Exercise inputs>
==============================
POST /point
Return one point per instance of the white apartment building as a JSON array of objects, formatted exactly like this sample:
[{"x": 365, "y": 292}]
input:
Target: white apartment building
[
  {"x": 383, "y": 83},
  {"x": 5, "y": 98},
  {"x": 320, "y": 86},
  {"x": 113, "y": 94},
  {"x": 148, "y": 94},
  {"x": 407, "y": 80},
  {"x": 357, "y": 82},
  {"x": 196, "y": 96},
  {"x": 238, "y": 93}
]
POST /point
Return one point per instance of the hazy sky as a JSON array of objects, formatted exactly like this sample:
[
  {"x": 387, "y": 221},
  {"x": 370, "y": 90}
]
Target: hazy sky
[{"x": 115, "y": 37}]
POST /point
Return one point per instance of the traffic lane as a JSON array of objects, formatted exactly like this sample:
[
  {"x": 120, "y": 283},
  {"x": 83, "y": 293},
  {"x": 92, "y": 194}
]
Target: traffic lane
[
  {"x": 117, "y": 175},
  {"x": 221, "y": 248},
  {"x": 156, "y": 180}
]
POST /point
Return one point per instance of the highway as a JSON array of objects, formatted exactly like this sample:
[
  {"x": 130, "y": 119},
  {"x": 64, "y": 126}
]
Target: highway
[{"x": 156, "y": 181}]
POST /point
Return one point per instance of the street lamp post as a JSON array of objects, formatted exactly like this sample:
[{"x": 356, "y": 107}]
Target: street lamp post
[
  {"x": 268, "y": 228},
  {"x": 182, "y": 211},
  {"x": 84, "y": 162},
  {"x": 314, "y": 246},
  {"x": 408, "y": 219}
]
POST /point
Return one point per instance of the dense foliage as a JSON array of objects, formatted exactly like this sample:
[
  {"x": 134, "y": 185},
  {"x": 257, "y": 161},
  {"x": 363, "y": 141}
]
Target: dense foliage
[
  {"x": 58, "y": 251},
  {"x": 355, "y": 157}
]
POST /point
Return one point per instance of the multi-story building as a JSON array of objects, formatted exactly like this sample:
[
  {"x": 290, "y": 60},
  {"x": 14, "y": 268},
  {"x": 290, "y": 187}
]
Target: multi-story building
==============================
What to work on>
Each record above should be output again exactly.

Answer to the exercise>
POST /point
Return one point per instance of the white apartment building as a JSON array of objects, formatted exactly like this sample:
[{"x": 365, "y": 292}]
input:
Target: white apartment building
[
  {"x": 383, "y": 83},
  {"x": 5, "y": 98},
  {"x": 320, "y": 86},
  {"x": 113, "y": 94},
  {"x": 148, "y": 94},
  {"x": 407, "y": 80},
  {"x": 357, "y": 82},
  {"x": 196, "y": 96},
  {"x": 238, "y": 93}
]
POST /point
Return one point per instance of the hazy sky as a JSON array of objects, formatted exactly like this sample:
[
  {"x": 387, "y": 221},
  {"x": 370, "y": 90}
]
Target: hazy sky
[{"x": 115, "y": 37}]
POST /point
Return one point per instance of the traffic lane as a JSON array of objects, formatted exactly like this sample:
[
  {"x": 120, "y": 283},
  {"x": 83, "y": 293},
  {"x": 92, "y": 194}
]
Target: traffic lane
[
  {"x": 117, "y": 175},
  {"x": 221, "y": 248},
  {"x": 156, "y": 180}
]
POST /point
Return one point per instance of the highway as a JSON array of objects, formatted exactly like this sample:
[
  {"x": 130, "y": 119},
  {"x": 64, "y": 126}
]
Target: highway
[{"x": 156, "y": 181}]
POST /point
Return one point per instance of the street lamp post as a JSON array of objects, formatted exactly like this sample:
[{"x": 356, "y": 107}]
Target: street lamp post
[
  {"x": 268, "y": 228},
  {"x": 182, "y": 211},
  {"x": 84, "y": 162},
  {"x": 314, "y": 246},
  {"x": 408, "y": 219}
]
POST /point
Return one point per instance of the dense foliage as a JSON array of objects, formatted exactly like this sample:
[
  {"x": 134, "y": 185},
  {"x": 257, "y": 161},
  {"x": 363, "y": 141}
]
Target: dense foliage
[
  {"x": 58, "y": 251},
  {"x": 355, "y": 157}
]
POST /point
Return one point per instance of the multi-story building as a JSON array of objects, formatted exactly like this sample:
[
  {"x": 290, "y": 60},
  {"x": 14, "y": 268},
  {"x": 290, "y": 187}
]
Target: multi-story building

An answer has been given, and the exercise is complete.